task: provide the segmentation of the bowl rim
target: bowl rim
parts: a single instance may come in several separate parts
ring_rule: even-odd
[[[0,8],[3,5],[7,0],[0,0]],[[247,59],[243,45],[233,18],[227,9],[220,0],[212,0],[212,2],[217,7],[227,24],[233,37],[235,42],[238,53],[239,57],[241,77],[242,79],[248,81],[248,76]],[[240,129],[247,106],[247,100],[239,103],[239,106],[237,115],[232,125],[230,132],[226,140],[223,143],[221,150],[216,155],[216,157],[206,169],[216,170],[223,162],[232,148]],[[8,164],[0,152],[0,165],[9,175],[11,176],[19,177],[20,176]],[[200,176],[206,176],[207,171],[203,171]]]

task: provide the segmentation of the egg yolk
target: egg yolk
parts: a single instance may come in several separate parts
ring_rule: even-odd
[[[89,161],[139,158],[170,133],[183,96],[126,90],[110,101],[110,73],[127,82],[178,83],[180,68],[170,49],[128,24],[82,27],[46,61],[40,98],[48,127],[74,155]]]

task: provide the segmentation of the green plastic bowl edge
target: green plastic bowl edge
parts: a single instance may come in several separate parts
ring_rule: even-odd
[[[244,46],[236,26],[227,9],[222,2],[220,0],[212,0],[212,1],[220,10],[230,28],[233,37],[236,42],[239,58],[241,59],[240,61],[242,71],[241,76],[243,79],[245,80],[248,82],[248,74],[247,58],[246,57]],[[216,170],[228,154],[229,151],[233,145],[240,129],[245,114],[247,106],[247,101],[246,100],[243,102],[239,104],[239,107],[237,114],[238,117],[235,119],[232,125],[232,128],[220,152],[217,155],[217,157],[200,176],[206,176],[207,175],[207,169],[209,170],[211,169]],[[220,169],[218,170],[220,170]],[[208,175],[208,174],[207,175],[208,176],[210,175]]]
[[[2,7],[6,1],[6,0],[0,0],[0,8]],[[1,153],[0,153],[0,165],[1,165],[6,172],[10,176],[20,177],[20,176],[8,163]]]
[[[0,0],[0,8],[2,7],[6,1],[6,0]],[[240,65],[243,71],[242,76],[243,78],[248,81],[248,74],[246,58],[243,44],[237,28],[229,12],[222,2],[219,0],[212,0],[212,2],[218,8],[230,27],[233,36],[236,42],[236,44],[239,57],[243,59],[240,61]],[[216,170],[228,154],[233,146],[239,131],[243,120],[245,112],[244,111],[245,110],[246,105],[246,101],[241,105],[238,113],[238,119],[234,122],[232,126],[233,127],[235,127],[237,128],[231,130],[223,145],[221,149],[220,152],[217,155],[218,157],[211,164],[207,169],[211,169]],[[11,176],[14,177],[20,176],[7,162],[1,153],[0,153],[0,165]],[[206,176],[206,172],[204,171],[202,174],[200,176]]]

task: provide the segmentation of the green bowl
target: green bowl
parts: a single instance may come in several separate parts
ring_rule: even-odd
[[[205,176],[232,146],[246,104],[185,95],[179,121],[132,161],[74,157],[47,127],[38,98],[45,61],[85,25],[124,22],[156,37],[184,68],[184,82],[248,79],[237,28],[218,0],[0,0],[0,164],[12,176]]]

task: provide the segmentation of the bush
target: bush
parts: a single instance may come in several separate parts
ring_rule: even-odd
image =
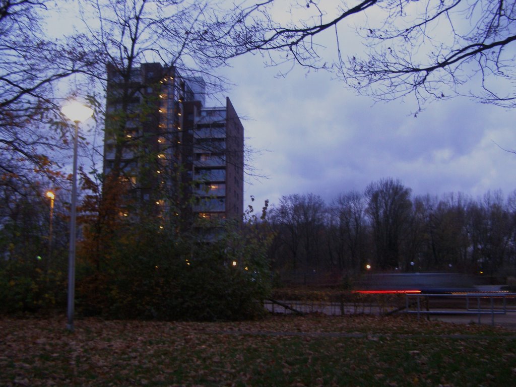
[[[231,223],[211,242],[195,235],[174,240],[155,230],[140,225],[133,237],[126,234],[98,268],[83,257],[78,311],[110,318],[190,320],[250,319],[264,312],[269,289],[266,243]]]

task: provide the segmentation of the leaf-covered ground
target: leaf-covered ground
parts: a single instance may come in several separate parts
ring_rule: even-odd
[[[0,319],[2,386],[509,386],[516,332],[406,316]]]

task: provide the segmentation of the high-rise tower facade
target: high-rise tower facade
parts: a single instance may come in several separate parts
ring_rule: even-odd
[[[202,78],[143,63],[108,68],[104,173],[123,182],[132,208],[196,217],[243,212],[244,127],[229,98],[204,107]]]

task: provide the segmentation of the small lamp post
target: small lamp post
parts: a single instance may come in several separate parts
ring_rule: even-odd
[[[61,108],[61,112],[70,121],[75,123],[73,136],[73,170],[72,178],[71,213],[70,218],[70,254],[68,256],[68,304],[67,315],[68,324],[67,328],[73,331],[73,309],[75,296],[75,218],[77,201],[77,142],[79,132],[79,123],[87,120],[93,111],[76,101],[68,102]]]
[[[47,191],[46,197],[50,199],[50,222],[49,225],[49,256],[46,259],[46,271],[48,273],[50,266],[50,257],[52,255],[52,220],[54,218],[54,201],[56,196],[52,191]]]

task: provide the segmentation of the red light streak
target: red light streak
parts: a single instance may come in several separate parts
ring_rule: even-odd
[[[417,290],[363,290],[353,291],[351,293],[360,293],[360,294],[417,294],[421,293],[421,291]]]

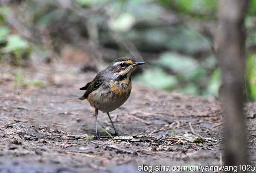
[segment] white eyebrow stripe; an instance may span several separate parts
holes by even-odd
[[[123,63],[123,61],[119,61],[118,62],[116,62],[115,63],[114,63],[114,66],[116,66],[116,65],[122,63]]]

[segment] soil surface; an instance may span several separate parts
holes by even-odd
[[[138,164],[222,163],[222,117],[214,98],[155,91],[133,81],[128,100],[110,113],[119,136],[114,140],[106,132],[113,129],[100,112],[101,139],[93,140],[94,110],[78,98],[96,73],[59,64],[23,70],[0,65],[0,172],[133,173]],[[255,163],[256,104],[247,109]]]

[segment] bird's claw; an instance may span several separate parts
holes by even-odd
[[[93,137],[93,139],[96,140],[99,140],[100,139],[100,138],[98,134],[95,134],[95,136],[94,136],[94,137]]]

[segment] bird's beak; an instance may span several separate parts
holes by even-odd
[[[144,63],[143,62],[135,62],[135,64],[133,64],[132,65],[132,67],[135,67],[135,66],[144,64],[145,63]]]

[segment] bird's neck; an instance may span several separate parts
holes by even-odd
[[[132,71],[130,71],[128,72],[122,74],[116,74],[114,80],[121,82],[121,81],[124,82],[129,82],[131,81],[131,74]]]

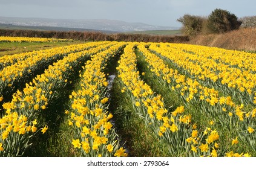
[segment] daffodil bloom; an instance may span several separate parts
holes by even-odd
[[[108,144],[107,146],[107,149],[108,149],[108,151],[110,153],[112,152],[112,151],[113,150],[113,148],[114,148],[114,147],[111,144]]]
[[[72,140],[72,144],[74,145],[74,148],[81,148],[81,144],[80,143],[80,141],[79,139],[73,139]]]
[[[125,153],[125,150],[123,147],[120,148],[117,150],[114,153],[114,156],[116,157],[126,157],[127,156],[127,153]]]
[[[207,152],[208,151],[208,144],[202,144],[199,148],[201,150],[202,152]]]
[[[248,127],[248,129],[247,130],[248,130],[248,132],[250,134],[253,133],[254,131],[254,129],[252,129],[252,127],[251,127],[250,126]]]
[[[0,143],[0,151],[2,151],[4,150],[4,148],[2,148],[2,144]]]
[[[197,147],[193,146],[191,145],[191,151],[194,151],[195,153],[197,153]]]
[[[232,141],[232,145],[233,144],[237,144],[238,143],[238,140],[237,139],[238,137],[236,137],[235,139],[233,139]]]

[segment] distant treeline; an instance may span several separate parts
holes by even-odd
[[[117,33],[107,34],[100,32],[34,31],[0,30],[1,36],[36,37],[79,40],[83,41],[125,41],[182,43],[189,39],[186,36],[153,36]]]

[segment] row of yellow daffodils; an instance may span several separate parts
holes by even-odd
[[[25,58],[18,60],[15,63],[5,67],[0,71],[0,97],[2,98],[0,105],[5,102],[5,97],[11,97],[13,92],[20,88],[21,83],[25,84],[28,79],[31,80],[39,71],[42,72],[43,69],[53,62],[62,59],[70,53],[84,51],[106,43],[87,43],[15,56],[12,59],[18,58],[19,56],[21,56],[21,58],[25,56]]]
[[[161,95],[155,95],[149,86],[142,80],[139,72],[137,71],[137,56],[134,48],[138,43],[131,43],[124,49],[124,54],[119,61],[119,78],[123,85],[122,92],[133,103],[133,112],[142,118],[145,123],[159,139],[166,141],[170,155],[173,156],[183,156],[186,147],[181,146],[181,142],[185,142],[185,138],[179,138],[177,133],[179,120],[183,123],[180,125],[189,126],[190,117],[181,116],[180,120],[170,116],[170,112],[165,108]],[[184,112],[181,106],[176,110],[176,113]],[[186,133],[185,133],[186,134]]]
[[[120,53],[125,43],[119,42],[108,49],[91,56],[87,61],[79,83],[79,89],[70,95],[71,109],[68,124],[75,131],[72,144],[82,156],[126,156],[120,147],[117,135],[107,112],[108,82],[103,72],[107,60]]]
[[[198,92],[203,95],[203,92],[208,92],[207,95],[210,97],[217,97],[217,92],[213,89],[211,90],[210,89],[207,89],[206,88],[204,88],[203,86],[200,86],[200,84],[195,80],[193,81],[192,79],[186,77],[185,75],[179,74],[177,71],[169,68],[167,65],[164,64],[163,61],[156,54],[150,53],[145,47],[145,45],[139,46],[139,49],[145,56],[146,60],[149,65],[150,71],[155,75],[156,77],[159,79],[159,81],[163,84],[163,86],[165,86],[165,88],[169,88],[170,89],[171,89],[176,91],[182,97],[183,97],[183,96],[188,96],[188,98],[186,98],[188,99],[184,100],[185,105],[188,106],[188,103],[191,104],[194,98],[199,97],[199,95],[196,95]],[[180,88],[183,89],[180,90]],[[184,89],[184,88],[186,89]],[[205,98],[204,97],[198,98],[199,99],[197,100],[201,101],[198,103],[194,102],[194,104],[194,104],[195,106],[201,107],[202,109],[204,107],[203,110],[205,112],[202,112],[202,115],[207,116],[207,113],[208,113],[208,112],[211,111],[211,109],[213,109],[212,112],[218,112],[218,110],[216,110],[214,108],[212,109],[213,106],[209,106],[209,105],[206,105],[204,103],[203,103],[202,100]],[[195,98],[195,100],[196,100],[196,98]],[[211,103],[211,100],[209,100],[209,102]],[[211,106],[216,106],[215,104],[217,104],[217,103],[212,102],[213,105]],[[227,104],[228,105],[231,104],[231,107],[234,106],[234,104],[232,102],[232,100],[231,100],[230,98],[224,99],[222,104]],[[188,106],[186,107],[189,107]],[[241,108],[240,107],[238,107]],[[174,115],[173,113],[172,115]],[[211,118],[211,116],[209,116],[209,117]],[[222,121],[223,125],[228,125],[228,124],[225,124],[226,121]],[[211,124],[212,124],[212,123],[213,122],[212,122]],[[213,127],[214,126],[213,126]],[[186,139],[186,142],[191,144],[191,147],[190,151],[192,151],[192,156],[200,155],[203,156],[216,156],[220,154],[223,155],[225,152],[221,152],[220,150],[217,149],[217,148],[219,147],[220,144],[217,142],[214,142],[214,141],[217,141],[219,138],[218,132],[216,130],[212,130],[211,128],[206,127],[204,127],[206,129],[205,130],[202,130],[200,128],[198,130],[195,130],[196,128],[193,126],[192,128],[194,130],[192,131],[191,136]],[[180,129],[180,128],[179,129]],[[184,132],[188,132],[188,131],[184,131]],[[206,135],[207,134],[209,135],[206,136]],[[200,144],[198,144],[199,142],[201,142],[200,145]],[[199,149],[200,149],[200,152],[199,152]],[[228,155],[226,155],[228,156]],[[237,155],[237,154],[235,154],[235,155]],[[241,155],[248,156],[248,154],[246,153],[243,155],[243,153]]]
[[[43,37],[11,37],[0,36],[0,42],[66,42],[72,40],[56,38],[43,38]]]
[[[70,53],[54,63],[44,74],[26,84],[22,91],[14,94],[11,102],[3,104],[5,112],[0,119],[0,156],[22,155],[32,144],[30,141],[38,129],[40,128],[42,133],[46,132],[48,127],[45,123],[49,120],[44,119],[51,116],[45,114],[48,106],[55,106],[56,103],[53,101],[58,101],[56,98],[63,97],[65,86],[71,83],[74,71],[77,71],[91,55],[113,45],[111,43],[94,43],[98,46]]]
[[[44,58],[45,57],[53,57],[54,56],[67,55],[71,53],[84,50],[85,49],[85,45],[88,45],[88,44],[73,45],[52,49],[15,54],[13,55],[5,55],[0,57],[0,71],[2,71],[5,67],[13,65],[18,62],[22,62],[28,58],[33,58],[33,57],[34,57],[35,59],[37,57]],[[22,63],[19,62],[19,65],[21,64],[22,64]]]
[[[240,103],[256,104],[256,54],[185,44],[154,43],[149,48],[166,57],[186,75]]]

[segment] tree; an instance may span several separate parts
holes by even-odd
[[[183,29],[186,34],[193,36],[201,31],[203,19],[200,16],[186,14],[177,21],[183,24]]]
[[[241,23],[234,14],[215,9],[208,17],[207,27],[211,33],[222,33],[238,29]]]
[[[256,27],[256,16],[245,16],[241,19],[243,24],[241,27],[243,28]]]

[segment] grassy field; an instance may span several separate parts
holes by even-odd
[[[126,32],[126,34],[144,34],[150,35],[180,35],[182,31],[180,30],[153,30]]]
[[[5,55],[10,55],[33,51],[34,50],[41,50],[50,49],[55,47],[64,46],[67,45],[80,43],[81,42],[0,42],[0,57]]]

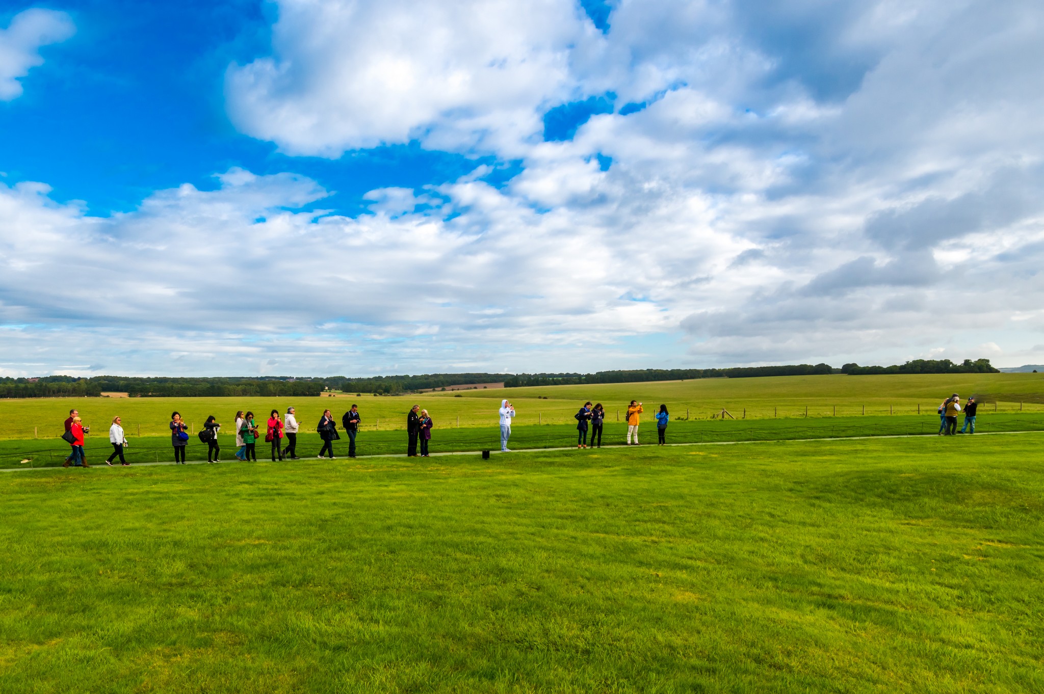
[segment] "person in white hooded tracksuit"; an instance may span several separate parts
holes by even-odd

§ Set problem
Copy the lines starting at the line that contains "[segment] tree; an" and running to the final line of the entries, inclusive; omit all pictures.

§ Solution below
[segment] tree; an instance may span several separate parts
holes by even-odd
[[[183,29],[186,34],[193,36],[201,31],[203,19],[200,16],[186,14],[177,21],[183,24]]]
[[[241,23],[234,14],[215,9],[208,17],[207,27],[211,33],[222,33],[238,29]]]
[[[256,27],[256,16],[245,16],[241,19],[243,24],[241,27],[243,28]]]

[segment] grassy field; an instance may span several separate parts
holes by even-odd
[[[126,32],[126,34],[144,34],[150,35],[180,35],[182,31],[180,30],[153,30]]]
[[[5,55],[10,55],[33,51],[34,50],[41,50],[50,49],[55,47],[64,46],[67,45],[80,43],[81,42],[0,42],[0,57]]]

[segment] "person in white hooded tracksuit"; an instance may span several separate parts
holes by even-odd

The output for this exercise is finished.